───── EXCERPTED RECORDS ─────

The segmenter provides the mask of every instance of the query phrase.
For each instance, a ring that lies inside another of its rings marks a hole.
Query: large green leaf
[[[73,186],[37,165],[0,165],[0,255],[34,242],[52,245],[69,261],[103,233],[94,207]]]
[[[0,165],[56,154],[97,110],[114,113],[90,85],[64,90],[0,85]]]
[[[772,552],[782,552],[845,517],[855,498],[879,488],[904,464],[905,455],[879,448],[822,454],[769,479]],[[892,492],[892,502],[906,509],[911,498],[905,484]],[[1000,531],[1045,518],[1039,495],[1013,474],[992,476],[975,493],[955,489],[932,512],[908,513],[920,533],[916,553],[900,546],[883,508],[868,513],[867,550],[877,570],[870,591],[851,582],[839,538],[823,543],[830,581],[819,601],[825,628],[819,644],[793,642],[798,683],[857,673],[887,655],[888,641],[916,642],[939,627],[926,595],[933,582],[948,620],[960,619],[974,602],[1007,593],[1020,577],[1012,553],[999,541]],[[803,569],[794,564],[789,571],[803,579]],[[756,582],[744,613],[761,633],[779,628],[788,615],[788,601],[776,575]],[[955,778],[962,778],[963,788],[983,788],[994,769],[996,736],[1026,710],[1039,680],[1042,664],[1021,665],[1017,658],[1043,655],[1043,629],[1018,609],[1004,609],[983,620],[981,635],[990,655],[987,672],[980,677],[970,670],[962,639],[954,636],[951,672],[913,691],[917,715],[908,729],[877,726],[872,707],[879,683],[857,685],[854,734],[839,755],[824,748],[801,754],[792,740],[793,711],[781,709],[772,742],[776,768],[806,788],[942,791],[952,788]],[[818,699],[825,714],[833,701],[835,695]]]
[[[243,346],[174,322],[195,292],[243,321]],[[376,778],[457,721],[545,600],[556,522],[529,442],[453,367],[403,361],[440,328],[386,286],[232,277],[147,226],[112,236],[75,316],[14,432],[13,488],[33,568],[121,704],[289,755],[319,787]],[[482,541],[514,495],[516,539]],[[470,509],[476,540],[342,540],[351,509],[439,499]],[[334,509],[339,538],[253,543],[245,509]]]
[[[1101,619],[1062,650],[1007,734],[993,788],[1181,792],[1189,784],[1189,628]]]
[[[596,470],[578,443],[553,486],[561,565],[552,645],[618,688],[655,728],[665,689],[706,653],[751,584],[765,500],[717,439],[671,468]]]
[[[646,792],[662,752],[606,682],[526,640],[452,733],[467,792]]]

─────

- [PROBLEM DETAILS]
Reproduce the lines from the first one through the line containing "[[[0,165],[56,154],[97,110],[114,113],[90,85],[64,90],[0,85]]]", with both of those lines included.

- [ANSWER TO THIS TASK]
The segmenter provides the mask of every instance of the query phrase.
For each instance, a ring that lies inside another of its rings marks a hole.
Query: large green leaf
[[[73,186],[37,165],[0,165],[0,255],[34,242],[52,245],[69,261],[103,233],[94,207]]]
[[[0,165],[56,154],[97,110],[114,113],[90,85],[64,90],[0,85]]]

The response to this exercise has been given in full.